◆ **Assigned task**: Restate every record that follows, keeping it exact.

Records from a data source:
######

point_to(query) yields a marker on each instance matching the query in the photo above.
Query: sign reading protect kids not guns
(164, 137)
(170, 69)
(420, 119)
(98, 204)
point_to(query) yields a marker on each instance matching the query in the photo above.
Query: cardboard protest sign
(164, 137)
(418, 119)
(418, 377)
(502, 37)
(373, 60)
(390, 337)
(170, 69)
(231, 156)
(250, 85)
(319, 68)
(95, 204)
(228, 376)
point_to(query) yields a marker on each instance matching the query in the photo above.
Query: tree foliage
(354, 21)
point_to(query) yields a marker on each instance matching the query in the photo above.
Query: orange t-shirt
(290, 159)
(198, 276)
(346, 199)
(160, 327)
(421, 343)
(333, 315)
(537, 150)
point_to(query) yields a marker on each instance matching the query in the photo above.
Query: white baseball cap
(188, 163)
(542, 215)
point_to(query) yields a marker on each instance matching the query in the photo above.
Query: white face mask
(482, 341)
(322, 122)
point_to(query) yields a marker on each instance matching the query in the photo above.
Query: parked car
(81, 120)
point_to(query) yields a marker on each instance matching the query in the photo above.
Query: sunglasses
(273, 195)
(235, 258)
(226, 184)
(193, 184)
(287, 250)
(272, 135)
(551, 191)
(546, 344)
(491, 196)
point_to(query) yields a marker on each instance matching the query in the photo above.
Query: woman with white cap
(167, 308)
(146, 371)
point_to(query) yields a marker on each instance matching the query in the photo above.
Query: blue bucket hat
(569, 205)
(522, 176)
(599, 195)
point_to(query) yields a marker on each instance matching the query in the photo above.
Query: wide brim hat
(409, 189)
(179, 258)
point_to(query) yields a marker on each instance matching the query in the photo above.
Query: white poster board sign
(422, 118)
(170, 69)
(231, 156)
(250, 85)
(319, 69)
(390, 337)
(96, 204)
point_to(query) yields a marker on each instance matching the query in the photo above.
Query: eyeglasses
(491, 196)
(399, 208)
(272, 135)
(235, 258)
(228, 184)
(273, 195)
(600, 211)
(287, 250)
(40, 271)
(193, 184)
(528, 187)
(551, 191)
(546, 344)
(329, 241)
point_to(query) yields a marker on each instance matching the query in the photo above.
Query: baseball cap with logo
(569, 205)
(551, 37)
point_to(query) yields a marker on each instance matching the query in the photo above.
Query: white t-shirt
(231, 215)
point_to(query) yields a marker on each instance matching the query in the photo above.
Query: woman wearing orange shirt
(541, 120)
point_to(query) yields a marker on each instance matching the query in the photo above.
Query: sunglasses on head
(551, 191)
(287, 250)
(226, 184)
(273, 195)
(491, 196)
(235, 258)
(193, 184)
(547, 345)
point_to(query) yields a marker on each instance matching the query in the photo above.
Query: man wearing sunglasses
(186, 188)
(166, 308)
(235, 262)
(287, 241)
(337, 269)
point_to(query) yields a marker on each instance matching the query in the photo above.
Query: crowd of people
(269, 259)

######

◆ **Result below**:
point_to(query) yields a marker on each instance matching the query in the photo above.
Query: sign reading protect kids not guns
(164, 137)
(170, 69)
(420, 119)
(98, 204)
point_to(query) yields a marker on each instance matching the query in the photo above.
Query: cardboard protest sign
(164, 137)
(418, 119)
(418, 377)
(502, 37)
(373, 60)
(390, 337)
(170, 69)
(231, 156)
(250, 85)
(319, 68)
(95, 204)
(228, 376)
point_to(query) yields a marker on each instance matching the query in the photo above.
Query: tree foliage
(354, 21)
point_to(query) yields a marker on each instance matching the query in the photo above.
Query: orange t-shirt
(290, 159)
(198, 276)
(346, 199)
(160, 327)
(421, 343)
(333, 315)
(537, 150)
point_to(query) yields a marker on each instance matching the query in the photo above.
Query: white baseball cap
(188, 163)
(542, 215)
point_to(query) yields a marker on each instance matching the query in the photo above.
Query: white face mask
(482, 341)
(322, 122)
point_to(query) yields a marker on each instance matching the query in the photo above.
Query: parked car
(81, 120)
point_to(query) yields a marker on each instance matching the query in the photo above.
Query: sunglasses
(273, 195)
(235, 258)
(226, 184)
(193, 184)
(287, 250)
(272, 135)
(551, 191)
(546, 344)
(491, 196)
point_to(query) yields a marker on each instance matching the query in the photo above.
Query: woman with white cap
(167, 308)
(146, 371)
point_to(query) yields a marker on each instance matching the query in the photo above.
Query: blue bucket hat
(569, 205)
(522, 176)
(599, 195)
point_to(query) yields a marker on each instance matching the query in the photo above.
Query: wide brim hat
(409, 189)
(179, 258)
point_to(query) yields a marker on each instance matching the query in the photo above.
Query: white poster board sign
(422, 118)
(170, 69)
(231, 156)
(250, 85)
(319, 69)
(390, 337)
(96, 204)
point_to(query) yields a marker on each instance matching the query in the photo above.
Query: eyeglasses
(491, 196)
(399, 208)
(272, 135)
(235, 258)
(228, 184)
(273, 195)
(600, 211)
(287, 250)
(40, 271)
(193, 184)
(528, 187)
(551, 191)
(546, 344)
(329, 241)
point_to(query) yields a marker on each instance matching the query in the photo above.
Query: baseball cap with logo
(569, 205)
(551, 37)
point_to(query) yields a marker on each instance matching the query in the photo above.
Query: white t-shirt
(231, 215)
point_to(query) yields a marker on each instance matching the query in the photo above.
Query: woman wearing orange shirt
(541, 120)
point_to(query) yields a marker on each instance matching the query in the photo above.
Query: sunglasses on head
(551, 191)
(287, 250)
(226, 184)
(273, 195)
(491, 196)
(235, 258)
(193, 184)
(547, 345)
point_to(query) yields a marker on each instance matching the query in the photo above.
Query: man wearing sunglasses
(186, 188)
(166, 308)
(235, 262)
(287, 241)
(337, 269)
point_to(query) yields a marker on each instance matching the query in the photo above.
Query: crowd of people
(269, 259)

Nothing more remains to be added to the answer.